"""
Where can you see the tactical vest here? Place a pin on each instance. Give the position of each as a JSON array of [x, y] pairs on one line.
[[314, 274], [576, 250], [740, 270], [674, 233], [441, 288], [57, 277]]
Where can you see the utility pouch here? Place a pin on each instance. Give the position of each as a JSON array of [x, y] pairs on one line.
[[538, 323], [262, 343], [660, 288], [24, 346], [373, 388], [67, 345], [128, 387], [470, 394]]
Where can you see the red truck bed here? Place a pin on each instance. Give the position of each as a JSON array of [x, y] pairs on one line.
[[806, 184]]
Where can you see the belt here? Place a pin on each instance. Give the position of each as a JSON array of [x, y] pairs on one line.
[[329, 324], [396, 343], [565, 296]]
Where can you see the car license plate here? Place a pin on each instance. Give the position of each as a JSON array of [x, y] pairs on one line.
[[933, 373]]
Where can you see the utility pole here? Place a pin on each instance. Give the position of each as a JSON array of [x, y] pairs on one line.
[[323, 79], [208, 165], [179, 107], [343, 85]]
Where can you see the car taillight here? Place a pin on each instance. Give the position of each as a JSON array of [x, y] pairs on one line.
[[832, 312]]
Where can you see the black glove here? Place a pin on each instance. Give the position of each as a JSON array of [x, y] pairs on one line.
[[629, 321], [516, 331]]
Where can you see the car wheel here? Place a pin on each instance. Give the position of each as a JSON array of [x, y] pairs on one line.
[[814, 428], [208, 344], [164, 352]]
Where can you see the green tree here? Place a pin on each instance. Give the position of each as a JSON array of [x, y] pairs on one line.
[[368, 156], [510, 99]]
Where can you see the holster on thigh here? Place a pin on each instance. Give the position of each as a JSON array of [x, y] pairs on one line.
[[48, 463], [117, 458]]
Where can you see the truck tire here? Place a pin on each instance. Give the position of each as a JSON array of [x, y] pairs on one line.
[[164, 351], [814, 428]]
"""
Can you edit the entries above so that every "Place a pin" becomes "Put a marker" and nothing else changes?

Where can you see the tactical vest here? Put a marker on each instance. Give the position of each as a JSON array of [x, y] pairs on one line.
[[314, 274], [576, 250], [740, 270], [674, 233], [441, 288], [57, 277]]
Where can you see the utility pouch here? Put a marker on each instance. Give the position of each as a JSON array of [x, y] pairs on one line.
[[538, 323], [262, 343], [660, 288], [24, 346], [373, 388], [67, 345], [128, 387], [470, 394]]
Where can you see the red truck bed here? Put a marker on each instance. Give the position of each as a JSON array of [x, y] pairs on one line.
[[806, 184]]
Where can you see the belt here? Put a marker on each instance. Give the position of each as a JSON array of [x, y] pairs on one line.
[[329, 324], [396, 343], [565, 296]]
Where can you see the car license plate here? Put a marker on each instance. Give the position of each as a JSON array of [x, y] pairs on one line.
[[933, 373]]
Where can you see the utility pole here? Put a marker on each instance. Give the position of each as a JSON array of [x, y] pairs on one line.
[[323, 79], [208, 165], [179, 107], [343, 85]]
Where can you see the car taillight here? Put a marker on each instance. Give the position of each as a JSON array of [x, y] pairs on one line.
[[832, 312]]
Where can you see the black glove here? Put a marker on each instance. Give the position of each as a JSON array of [x, y] pairs on one line.
[[629, 321], [516, 331]]
Where can you see the car wheel here? Put a marker on each instance. Give the position of each as a JSON array of [x, y] pairs on one line.
[[814, 428], [208, 344], [164, 352]]
Where can you see the green tree here? Put a marker on each instance. Give the position of each as a JSON array of [x, y] pairs on one line.
[[368, 156], [510, 99]]
Where can you see the holster on thigh here? Put a marker on each instance. Give the position of each as a JSON array of [x, y] pairs on one line.
[[48, 463], [117, 458]]
Where can you see the truck tire here? Put a marker on each instance. Give the position of each as a JSON array of [x, y] pairs on one line.
[[164, 351], [814, 428]]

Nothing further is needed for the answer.